| MATERIAL TO PROCESS |

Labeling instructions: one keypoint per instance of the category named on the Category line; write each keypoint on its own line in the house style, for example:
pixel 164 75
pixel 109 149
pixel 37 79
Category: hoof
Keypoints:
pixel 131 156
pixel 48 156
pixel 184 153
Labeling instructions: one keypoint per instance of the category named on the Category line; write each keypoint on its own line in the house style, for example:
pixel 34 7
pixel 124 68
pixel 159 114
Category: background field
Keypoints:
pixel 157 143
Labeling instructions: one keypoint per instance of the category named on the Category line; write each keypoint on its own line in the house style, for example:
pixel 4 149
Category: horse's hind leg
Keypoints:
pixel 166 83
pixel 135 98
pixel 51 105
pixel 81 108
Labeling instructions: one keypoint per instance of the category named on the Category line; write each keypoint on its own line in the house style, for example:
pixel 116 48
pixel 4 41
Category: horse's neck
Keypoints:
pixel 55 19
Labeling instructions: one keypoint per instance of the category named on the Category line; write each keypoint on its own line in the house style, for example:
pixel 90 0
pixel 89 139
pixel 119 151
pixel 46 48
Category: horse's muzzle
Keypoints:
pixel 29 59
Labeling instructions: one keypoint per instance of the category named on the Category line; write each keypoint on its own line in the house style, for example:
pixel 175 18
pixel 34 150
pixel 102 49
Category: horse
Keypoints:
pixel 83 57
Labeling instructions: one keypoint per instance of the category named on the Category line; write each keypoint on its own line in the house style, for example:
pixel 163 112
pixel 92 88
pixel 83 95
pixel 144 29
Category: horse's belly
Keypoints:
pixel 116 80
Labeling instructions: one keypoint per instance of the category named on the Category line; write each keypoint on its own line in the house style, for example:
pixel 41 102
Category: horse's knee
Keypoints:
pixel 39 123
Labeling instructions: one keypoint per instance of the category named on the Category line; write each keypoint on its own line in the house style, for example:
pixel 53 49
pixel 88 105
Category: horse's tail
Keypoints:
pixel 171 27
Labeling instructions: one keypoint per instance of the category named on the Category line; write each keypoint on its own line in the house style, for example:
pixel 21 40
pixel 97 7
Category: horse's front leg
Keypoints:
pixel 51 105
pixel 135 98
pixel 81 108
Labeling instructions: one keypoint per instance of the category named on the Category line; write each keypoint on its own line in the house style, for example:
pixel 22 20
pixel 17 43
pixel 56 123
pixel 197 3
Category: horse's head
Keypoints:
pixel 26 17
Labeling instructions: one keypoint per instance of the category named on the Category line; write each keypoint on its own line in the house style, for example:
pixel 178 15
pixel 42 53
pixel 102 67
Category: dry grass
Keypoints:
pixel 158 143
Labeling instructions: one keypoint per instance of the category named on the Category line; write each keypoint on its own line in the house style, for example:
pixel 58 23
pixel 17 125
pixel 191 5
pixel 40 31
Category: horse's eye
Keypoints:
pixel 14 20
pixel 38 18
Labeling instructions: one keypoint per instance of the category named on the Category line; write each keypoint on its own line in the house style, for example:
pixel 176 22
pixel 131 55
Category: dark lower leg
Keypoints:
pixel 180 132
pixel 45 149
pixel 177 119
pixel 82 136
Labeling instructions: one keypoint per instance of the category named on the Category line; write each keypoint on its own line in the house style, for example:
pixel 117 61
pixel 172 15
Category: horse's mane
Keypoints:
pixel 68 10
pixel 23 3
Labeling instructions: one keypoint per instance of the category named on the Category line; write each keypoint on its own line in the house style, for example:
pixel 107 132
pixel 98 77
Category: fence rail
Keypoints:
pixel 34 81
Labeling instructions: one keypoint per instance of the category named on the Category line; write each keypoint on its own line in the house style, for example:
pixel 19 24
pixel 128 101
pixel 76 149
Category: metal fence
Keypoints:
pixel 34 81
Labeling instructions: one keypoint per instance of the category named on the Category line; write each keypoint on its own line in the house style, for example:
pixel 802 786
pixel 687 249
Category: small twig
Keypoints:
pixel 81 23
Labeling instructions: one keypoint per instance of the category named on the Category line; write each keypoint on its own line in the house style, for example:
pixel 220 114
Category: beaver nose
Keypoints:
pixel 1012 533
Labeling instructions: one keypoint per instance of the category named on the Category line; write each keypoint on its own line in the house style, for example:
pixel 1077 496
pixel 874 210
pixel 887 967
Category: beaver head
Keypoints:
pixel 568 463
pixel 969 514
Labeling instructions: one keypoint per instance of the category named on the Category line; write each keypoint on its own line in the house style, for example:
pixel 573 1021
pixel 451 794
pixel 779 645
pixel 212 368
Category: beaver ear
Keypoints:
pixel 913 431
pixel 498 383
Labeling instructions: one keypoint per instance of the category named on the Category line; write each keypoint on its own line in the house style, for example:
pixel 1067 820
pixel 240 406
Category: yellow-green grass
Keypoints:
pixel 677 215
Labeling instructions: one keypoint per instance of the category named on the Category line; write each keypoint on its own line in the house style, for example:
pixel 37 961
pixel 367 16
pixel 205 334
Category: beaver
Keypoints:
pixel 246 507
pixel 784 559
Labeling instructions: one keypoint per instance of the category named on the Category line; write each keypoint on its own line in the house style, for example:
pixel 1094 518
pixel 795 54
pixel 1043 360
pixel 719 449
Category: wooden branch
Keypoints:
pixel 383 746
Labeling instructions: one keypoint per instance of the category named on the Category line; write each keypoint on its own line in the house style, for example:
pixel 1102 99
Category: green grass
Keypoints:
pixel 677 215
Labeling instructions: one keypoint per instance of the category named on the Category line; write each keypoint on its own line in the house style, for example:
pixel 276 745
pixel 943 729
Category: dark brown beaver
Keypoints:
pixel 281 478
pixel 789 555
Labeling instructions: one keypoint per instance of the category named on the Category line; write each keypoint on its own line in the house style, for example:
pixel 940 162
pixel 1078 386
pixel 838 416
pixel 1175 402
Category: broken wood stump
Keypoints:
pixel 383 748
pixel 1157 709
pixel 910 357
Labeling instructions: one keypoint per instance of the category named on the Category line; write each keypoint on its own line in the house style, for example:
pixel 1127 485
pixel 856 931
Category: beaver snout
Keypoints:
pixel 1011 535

| EXERCISE |
Write out the items above without alteration, beginning with their first line and stopping after the line that contains "pixel 184 153".

| FINISHED TASK |
Labeling instructions: one keypoint per instance of the category named on the Category line; write each keypoint on its own line in the house style, for example:
pixel 164 75
pixel 109 149
pixel 37 79
Category: hoof
Keypoints:
pixel 131 156
pixel 48 156
pixel 184 153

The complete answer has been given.